Turn everything from the line containing "the branch and give integer pixel coordinates." down to the last line of the items into a numbered list, skipping any blank lines.

** START OF THE RECORDS **

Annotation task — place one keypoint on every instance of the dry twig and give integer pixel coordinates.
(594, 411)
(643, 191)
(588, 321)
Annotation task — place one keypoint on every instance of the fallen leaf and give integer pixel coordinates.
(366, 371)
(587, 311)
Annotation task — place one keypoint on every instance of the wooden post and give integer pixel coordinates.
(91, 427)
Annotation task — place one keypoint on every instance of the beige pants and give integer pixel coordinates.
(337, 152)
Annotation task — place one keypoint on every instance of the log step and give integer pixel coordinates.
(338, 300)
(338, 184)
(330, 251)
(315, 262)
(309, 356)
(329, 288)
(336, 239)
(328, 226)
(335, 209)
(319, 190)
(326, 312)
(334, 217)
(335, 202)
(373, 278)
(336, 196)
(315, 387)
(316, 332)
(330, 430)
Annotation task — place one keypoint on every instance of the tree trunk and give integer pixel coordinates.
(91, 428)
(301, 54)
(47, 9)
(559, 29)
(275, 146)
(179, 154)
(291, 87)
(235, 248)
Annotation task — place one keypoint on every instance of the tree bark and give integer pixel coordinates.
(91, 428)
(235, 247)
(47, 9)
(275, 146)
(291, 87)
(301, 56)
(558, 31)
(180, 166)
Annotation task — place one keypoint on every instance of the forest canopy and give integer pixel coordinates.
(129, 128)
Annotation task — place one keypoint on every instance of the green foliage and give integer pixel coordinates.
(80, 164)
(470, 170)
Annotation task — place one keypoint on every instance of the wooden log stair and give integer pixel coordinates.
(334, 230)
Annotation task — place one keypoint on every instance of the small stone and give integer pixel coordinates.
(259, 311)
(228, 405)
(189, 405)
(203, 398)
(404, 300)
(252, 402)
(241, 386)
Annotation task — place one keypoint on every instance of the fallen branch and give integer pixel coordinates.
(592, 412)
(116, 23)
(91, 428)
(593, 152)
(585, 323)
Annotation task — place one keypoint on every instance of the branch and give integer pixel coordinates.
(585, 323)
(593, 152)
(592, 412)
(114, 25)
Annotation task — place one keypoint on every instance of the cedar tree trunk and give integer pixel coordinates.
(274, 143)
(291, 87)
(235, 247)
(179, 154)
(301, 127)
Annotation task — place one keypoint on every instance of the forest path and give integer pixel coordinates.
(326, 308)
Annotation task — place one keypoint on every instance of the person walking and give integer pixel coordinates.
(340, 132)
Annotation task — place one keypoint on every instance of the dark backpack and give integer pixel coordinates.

** END OF THE RECORDS **

# EXPECTED OUTPUT
1. Annotation task — place one keypoint on every instance of the branch and give integer pixel coordinates.
2. (585, 323)
3. (593, 152)
4. (592, 412)
5. (114, 25)
6. Annotation task — place one keypoint on every instance of the cedar tree trunk and give integer pixel coordinates.
7. (274, 143)
8. (291, 87)
9. (235, 247)
10. (179, 154)
11. (301, 127)
12. Annotation task — place one keypoint on every instance of the forest path and give integer pixel coordinates.
13. (326, 308)
14. Annotation task — place one keypoint on every instance of the person walking and give integer pixel coordinates.
15. (340, 132)
16. Annotation task — place one keypoint on every instance of the dark backpack and give integer pixel coordinates.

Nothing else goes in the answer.